◆ Activity ◆
Since the pictures are not wanted, reproduce only the rest of the records, exactly as given.

◆ Data records ◆
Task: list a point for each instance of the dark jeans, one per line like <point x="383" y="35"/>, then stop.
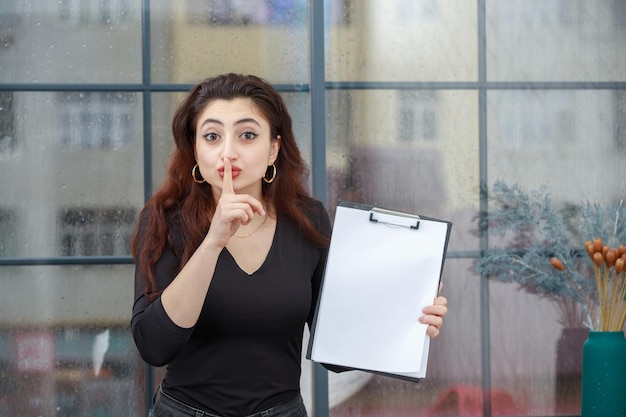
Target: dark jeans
<point x="166" y="406"/>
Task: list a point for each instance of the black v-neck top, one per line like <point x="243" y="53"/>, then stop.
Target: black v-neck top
<point x="243" y="355"/>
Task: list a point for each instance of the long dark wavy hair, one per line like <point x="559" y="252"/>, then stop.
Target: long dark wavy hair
<point x="190" y="204"/>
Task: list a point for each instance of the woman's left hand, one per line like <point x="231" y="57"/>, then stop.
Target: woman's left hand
<point x="434" y="314"/>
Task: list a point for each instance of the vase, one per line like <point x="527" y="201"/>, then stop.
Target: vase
<point x="604" y="375"/>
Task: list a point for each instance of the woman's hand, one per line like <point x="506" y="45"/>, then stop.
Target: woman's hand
<point x="232" y="210"/>
<point x="434" y="314"/>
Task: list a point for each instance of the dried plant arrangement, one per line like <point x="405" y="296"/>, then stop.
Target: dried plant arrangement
<point x="548" y="252"/>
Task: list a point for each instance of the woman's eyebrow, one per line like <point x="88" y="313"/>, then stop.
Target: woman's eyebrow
<point x="238" y="122"/>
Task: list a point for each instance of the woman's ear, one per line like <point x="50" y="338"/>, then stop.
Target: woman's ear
<point x="274" y="150"/>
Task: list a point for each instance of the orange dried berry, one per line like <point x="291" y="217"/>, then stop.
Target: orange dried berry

◆ Exercise result ◆
Task: list a point for each instance of the dark jeans, one per line like <point x="383" y="35"/>, then stop.
Target: dark jeans
<point x="166" y="406"/>
Task: list a point for each instance of the black v-neck top, one per line like <point x="243" y="53"/>, then stop.
Target: black v-neck top
<point x="243" y="355"/>
Task: list a point for each instance of the long dark wavy hair, one per line like <point x="559" y="252"/>, then stop.
Target: long dark wavy hair
<point x="190" y="204"/>
Task: list a point for each instance of the woman's left hand, one per line like <point x="231" y="57"/>, then stop.
Target: woman's left hand
<point x="434" y="314"/>
Task: list a point for each instance of the vase, one per line like <point x="527" y="201"/>, then stop.
Target: vase
<point x="604" y="375"/>
Task: list a point for each instance of the woman's hand, one per line like <point x="506" y="45"/>, then stop.
Target: woman's hand
<point x="232" y="210"/>
<point x="434" y="314"/>
Task: list a point for each instance of the dried plant arrangement, one per line like <point x="405" y="296"/>, then stop.
Target: dried plant arrangement
<point x="548" y="252"/>
Task: list a point for each instance of the woman's eyebrow, one per line like <point x="88" y="313"/>, then stop.
Target: woman's eyebrow
<point x="238" y="122"/>
Task: list a point for each instance of the woman's ear, one per line like <point x="50" y="338"/>, then stop.
Target: woman's ear
<point x="274" y="150"/>
Task: list a point for each instance of the orange dried berry, one per line like <point x="291" y="217"/>, then stop.
Target: orange dried berry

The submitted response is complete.